» Task directions
Each entry below is to be given again word for word, with no pictures.

» Dataset entries
^^^^

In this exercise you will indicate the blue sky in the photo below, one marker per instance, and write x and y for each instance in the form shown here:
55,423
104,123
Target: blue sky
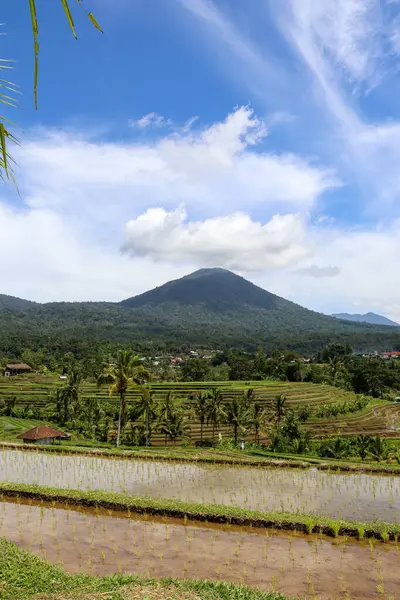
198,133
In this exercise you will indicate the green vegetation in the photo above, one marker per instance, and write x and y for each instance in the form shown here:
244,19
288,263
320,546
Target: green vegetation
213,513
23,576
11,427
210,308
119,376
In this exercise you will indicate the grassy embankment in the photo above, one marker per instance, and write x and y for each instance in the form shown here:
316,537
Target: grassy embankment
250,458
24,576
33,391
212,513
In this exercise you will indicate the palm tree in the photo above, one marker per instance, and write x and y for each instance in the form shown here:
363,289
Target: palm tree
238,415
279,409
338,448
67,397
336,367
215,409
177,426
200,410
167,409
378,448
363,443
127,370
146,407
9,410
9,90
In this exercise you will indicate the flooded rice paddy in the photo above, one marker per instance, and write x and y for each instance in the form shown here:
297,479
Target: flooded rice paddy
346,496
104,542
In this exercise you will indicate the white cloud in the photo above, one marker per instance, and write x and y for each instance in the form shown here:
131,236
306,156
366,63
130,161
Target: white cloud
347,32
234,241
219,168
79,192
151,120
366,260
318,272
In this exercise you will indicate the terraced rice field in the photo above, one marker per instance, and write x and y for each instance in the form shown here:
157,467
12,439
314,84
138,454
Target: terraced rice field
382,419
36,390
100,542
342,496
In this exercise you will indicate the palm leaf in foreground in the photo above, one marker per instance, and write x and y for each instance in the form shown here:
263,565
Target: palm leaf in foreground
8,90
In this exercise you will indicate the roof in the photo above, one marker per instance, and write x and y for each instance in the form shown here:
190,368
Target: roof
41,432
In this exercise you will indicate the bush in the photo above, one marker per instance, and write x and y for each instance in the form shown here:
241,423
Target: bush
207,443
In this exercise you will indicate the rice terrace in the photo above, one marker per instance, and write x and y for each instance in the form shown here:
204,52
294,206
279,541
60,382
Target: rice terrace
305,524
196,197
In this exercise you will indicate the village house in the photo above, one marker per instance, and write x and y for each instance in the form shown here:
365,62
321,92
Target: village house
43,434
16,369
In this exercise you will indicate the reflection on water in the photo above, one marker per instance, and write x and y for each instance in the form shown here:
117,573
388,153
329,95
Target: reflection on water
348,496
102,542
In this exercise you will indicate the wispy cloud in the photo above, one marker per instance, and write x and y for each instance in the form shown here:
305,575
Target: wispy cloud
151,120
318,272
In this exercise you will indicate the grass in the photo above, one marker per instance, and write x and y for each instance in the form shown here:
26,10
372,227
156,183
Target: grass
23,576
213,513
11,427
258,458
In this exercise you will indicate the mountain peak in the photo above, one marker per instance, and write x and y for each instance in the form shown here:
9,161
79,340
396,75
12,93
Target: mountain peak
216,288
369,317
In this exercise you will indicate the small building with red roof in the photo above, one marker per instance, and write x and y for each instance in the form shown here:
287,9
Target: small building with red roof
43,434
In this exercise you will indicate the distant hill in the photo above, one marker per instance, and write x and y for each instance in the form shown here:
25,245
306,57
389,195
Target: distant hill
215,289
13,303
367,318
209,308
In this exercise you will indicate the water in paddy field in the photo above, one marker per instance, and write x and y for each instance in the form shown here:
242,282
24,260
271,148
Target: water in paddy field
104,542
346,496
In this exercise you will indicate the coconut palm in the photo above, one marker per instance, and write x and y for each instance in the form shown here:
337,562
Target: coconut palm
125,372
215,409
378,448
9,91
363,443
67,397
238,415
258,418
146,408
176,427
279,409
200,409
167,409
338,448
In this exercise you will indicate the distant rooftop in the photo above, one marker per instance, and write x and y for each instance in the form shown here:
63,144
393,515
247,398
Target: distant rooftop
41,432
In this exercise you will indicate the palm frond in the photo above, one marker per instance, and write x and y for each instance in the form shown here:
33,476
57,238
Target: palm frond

^^^^

» Full output
In this exercise you will indicate the blue sky in the photo below, one marker per instance, and write x and y for each instance in the form shown here:
55,423
104,123
Target: blue sky
198,133
In this exercise you will indicate the green vegetation in the photo above, one marker per instance, and write x and y for each instance in the form shown here:
244,19
288,263
320,546
Target: green vegetation
213,513
23,576
11,427
210,308
119,376
In this exercise you will indicate the grassy embankment in the photo above, one marker per instance, and write x and y for each instance in the form shown here:
316,537
Target: grassy embankment
250,458
24,576
33,391
212,513
In this exercise you will indicate the palm tree in the photo above, one marker per instance, and write x and y for each instance in the form shown here:
363,289
Target: palm tree
238,415
279,409
338,448
67,397
336,367
215,409
177,426
200,410
167,409
378,448
363,443
127,370
146,407
9,410
9,90
In this exercise you will indicate the flooded rice paddy in the photo above, one marker per instance, and write x and y for each instance in the form shown here:
297,479
Target: flooded rice paddy
346,496
104,542
In this exercise you will indicate the white cloud in the photo above, one marker per instance, and write x and y for each instance in the form shown here:
131,236
306,156
366,63
130,161
Target: white cloud
347,32
234,241
219,168
79,192
151,120
366,260
318,272
In this exercise you will indicate the terraced rice field in the photo above, one marker per instance, and write x and y for each instance in the form shown here:
157,467
12,439
314,84
138,454
Target: terraced rice field
382,419
36,390
100,542
342,496
In this exercise you will indicate the palm leaf in foreground in the photo above, one marker per instance, and write x and y for each instance in the form shown here:
263,565
Target: palm leaf in foreground
8,90
In this exercise you will indicate the roof in the photo above, one marker per instance, and write x and y for each instance in the form shown here:
190,368
Target: roof
41,432
In this exercise you will indicate the bush in the photo above, one marker per instance, and write x and y for each instance in the form shown here:
241,423
Target: bush
207,443
In this exercise you will indicate the rice terrace in the photo above, one marker per instance, and write x and y for each instance in the form shown here:
204,52
294,206
279,541
60,382
Target: rice terrace
305,524
196,197
In this exercise you will indicate the village house in the photo above, one marker per instance, and write x and y for each instance in the form shown here:
365,62
321,92
Target: village house
43,434
16,369
In this exercise you will indicate the reflection on water in the photo above, one marker per instance, and write x and y for each instance in the form shown here:
117,573
388,153
329,95
Target: reflection on water
348,496
102,542
In this exercise you will indicate the wispy cloud in the photo above, one marker per instance, and write x and y for each instance in the form shown here:
305,575
Target: wispy cloud
151,120
318,272
In this exercise you will indicate the grass in the photo above, one marker per instance, and write x and y for each instance in the form shown here:
26,10
372,227
156,183
Target: grass
23,576
213,513
11,427
258,458
In this exercise you will indicate the mountain peak in the photo above, one marker per instance, and write x and y for each instance in the form shown here:
9,161
79,340
396,75
12,93
Target: mountain peak
216,288
369,317
In this exercise you will indicate the small building with red roof in the photo above, one marker per instance, and write x and y for each instance in the form shown here:
287,9
Target: small building with red roof
43,434
In this exercise you will indicate the distant hill in the photo above, one marker per instance, and write x and y for each instance in the form shown here:
25,245
306,57
389,195
Target: distant hill
215,289
13,303
367,318
209,308
In this exercise you will indicate the water in paddy field in the photo above, one marker per instance, and write x and y for each instance in the form shown here:
242,282
24,260
271,148
Target: water in paddy field
104,542
346,496
In this exercise you will indicate the coconut palm in the photo above, one marker per instance, and write x and y for each instance in the form shown here:
337,562
Target: coconut palm
125,372
215,409
378,448
9,91
363,443
67,397
238,415
258,418
146,408
176,427
279,409
200,409
167,409
338,448
In this exercise you will indicate the distant rooftop in the photo above, one marker per instance, and write x and y for each instance in the form shown here:
63,144
393,515
247,398
Target: distant rooftop
41,432
In this exercise you will indicate the palm frond in the photo above, one marker per instance, and write x and y for each instance in the form shown here:
33,476
57,238
Target: palm frond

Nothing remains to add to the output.